● Problem to work on:
Start your answer with the line containing "Pass the picture above and point out the dog's eye, giving" and end it with the last line of the records below, retyping every line between exactly and adding nothing.

● Records from a collection:
────────────────

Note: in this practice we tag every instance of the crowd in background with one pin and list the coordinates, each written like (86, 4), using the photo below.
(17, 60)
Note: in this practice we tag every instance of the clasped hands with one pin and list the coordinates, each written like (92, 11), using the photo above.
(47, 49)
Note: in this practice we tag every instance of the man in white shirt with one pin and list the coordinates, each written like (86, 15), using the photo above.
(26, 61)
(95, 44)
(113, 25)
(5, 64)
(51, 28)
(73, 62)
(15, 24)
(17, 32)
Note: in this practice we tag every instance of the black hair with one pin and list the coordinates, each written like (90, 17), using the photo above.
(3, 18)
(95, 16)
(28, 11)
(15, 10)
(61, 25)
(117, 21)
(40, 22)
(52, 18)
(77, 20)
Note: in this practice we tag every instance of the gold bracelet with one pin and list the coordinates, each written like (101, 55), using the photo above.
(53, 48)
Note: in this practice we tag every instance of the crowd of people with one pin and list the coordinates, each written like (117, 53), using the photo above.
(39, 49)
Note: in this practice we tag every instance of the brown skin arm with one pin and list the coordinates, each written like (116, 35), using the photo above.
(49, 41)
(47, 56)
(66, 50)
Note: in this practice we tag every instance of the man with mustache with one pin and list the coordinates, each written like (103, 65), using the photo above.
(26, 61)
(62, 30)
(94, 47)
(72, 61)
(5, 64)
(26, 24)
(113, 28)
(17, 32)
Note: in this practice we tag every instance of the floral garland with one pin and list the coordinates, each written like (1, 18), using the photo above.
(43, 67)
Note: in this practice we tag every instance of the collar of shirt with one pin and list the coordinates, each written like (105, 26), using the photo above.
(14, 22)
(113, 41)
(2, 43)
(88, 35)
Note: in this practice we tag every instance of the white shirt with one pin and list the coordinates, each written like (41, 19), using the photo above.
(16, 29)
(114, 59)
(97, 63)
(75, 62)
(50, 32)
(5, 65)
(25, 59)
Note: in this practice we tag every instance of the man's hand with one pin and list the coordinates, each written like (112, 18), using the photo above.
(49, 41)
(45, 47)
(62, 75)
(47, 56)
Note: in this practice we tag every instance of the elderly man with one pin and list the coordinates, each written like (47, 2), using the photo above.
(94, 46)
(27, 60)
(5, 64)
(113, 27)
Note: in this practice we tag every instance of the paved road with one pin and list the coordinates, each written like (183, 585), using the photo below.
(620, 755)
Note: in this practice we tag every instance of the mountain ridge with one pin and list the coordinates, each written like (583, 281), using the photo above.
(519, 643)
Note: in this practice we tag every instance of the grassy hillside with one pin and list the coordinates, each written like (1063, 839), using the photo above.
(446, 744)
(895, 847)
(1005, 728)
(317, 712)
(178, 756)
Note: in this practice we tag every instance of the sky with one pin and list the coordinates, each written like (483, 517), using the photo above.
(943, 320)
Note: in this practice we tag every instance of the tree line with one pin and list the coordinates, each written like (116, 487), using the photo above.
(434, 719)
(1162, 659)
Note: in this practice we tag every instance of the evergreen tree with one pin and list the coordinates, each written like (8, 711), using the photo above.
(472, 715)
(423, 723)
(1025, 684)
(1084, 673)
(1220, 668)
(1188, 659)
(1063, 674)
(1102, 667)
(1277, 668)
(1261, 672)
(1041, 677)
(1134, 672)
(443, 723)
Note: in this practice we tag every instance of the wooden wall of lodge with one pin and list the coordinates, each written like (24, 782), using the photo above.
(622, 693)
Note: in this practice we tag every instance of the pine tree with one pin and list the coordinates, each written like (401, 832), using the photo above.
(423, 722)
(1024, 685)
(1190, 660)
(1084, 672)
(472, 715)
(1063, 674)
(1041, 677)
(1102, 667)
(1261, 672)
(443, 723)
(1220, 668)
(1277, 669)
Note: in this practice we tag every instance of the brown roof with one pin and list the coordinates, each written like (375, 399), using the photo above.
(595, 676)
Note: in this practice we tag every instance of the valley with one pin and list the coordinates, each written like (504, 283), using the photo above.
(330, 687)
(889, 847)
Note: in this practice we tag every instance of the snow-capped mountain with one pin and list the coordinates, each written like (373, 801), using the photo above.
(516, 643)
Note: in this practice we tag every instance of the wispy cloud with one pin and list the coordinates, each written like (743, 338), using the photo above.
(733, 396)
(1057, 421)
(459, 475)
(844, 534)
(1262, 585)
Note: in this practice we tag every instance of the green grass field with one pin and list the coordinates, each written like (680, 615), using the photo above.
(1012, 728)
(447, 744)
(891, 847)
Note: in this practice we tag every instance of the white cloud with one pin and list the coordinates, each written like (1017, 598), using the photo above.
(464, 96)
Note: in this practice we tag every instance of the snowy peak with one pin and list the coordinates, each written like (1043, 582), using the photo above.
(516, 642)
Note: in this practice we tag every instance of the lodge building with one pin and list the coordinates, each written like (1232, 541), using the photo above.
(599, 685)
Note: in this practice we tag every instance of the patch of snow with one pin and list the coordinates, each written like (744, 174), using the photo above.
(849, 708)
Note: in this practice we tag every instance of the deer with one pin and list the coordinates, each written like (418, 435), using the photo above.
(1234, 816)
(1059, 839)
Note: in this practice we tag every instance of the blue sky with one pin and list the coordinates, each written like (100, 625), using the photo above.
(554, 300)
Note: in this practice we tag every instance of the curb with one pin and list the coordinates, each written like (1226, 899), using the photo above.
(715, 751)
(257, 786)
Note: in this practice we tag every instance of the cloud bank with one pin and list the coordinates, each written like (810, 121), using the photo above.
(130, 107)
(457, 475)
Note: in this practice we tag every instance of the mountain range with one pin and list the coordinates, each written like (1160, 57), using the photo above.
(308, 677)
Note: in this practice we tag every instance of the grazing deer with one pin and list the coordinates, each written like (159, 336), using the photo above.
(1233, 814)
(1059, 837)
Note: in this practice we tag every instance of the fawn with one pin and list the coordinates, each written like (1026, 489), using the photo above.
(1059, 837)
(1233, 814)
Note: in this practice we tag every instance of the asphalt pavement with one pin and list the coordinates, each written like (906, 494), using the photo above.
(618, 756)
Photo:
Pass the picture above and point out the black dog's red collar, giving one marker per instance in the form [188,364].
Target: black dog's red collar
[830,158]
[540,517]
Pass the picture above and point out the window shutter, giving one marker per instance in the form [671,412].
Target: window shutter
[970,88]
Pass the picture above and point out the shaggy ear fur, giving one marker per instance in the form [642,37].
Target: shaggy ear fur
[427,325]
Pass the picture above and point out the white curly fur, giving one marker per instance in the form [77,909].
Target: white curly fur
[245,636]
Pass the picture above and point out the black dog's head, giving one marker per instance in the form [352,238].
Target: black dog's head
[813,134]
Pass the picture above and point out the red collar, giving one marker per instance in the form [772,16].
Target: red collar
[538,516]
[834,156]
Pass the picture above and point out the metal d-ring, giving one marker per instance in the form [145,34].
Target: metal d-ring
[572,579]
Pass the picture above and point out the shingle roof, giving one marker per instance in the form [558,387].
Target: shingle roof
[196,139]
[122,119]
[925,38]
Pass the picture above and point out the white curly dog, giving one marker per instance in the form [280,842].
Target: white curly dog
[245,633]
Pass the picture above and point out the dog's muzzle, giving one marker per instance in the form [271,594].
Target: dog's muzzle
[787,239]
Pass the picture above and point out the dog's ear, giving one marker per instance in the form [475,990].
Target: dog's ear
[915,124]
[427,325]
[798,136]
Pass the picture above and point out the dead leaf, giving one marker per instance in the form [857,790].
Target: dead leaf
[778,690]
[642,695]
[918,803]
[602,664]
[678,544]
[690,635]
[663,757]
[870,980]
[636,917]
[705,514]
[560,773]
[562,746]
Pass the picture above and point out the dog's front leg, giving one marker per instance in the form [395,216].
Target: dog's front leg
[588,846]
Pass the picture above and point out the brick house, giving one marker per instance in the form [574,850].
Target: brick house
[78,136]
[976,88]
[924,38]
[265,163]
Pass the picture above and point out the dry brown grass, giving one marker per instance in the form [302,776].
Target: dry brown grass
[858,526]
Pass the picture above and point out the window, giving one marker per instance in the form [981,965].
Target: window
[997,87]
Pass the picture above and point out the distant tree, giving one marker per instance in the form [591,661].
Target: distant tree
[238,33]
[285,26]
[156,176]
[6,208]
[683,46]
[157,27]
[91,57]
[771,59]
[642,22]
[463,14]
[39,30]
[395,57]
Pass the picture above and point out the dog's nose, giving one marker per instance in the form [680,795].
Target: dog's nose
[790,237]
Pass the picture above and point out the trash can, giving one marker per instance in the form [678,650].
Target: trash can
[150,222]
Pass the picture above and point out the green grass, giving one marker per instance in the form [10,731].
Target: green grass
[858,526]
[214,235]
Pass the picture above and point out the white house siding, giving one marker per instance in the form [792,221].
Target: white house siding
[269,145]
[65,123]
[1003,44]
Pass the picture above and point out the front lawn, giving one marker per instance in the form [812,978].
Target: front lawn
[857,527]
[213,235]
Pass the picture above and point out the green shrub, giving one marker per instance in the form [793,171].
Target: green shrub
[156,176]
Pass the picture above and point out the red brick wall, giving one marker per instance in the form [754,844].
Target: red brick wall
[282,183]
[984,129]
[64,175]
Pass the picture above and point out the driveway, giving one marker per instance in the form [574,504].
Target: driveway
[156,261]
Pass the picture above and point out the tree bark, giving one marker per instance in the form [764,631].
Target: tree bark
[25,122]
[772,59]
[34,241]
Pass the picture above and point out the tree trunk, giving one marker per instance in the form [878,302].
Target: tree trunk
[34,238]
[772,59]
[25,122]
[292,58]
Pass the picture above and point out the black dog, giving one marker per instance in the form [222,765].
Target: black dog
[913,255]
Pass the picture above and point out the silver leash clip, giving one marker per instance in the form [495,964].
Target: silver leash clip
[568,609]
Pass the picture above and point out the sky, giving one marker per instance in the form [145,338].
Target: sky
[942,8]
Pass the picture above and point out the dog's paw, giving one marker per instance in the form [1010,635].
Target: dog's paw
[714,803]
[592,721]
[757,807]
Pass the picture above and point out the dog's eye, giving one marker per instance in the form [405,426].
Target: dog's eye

────────────────

● Completed task:
Pass the picture above and point out the dog's eye, giving one marker per instance in the form [405,426].
Target: dog's eye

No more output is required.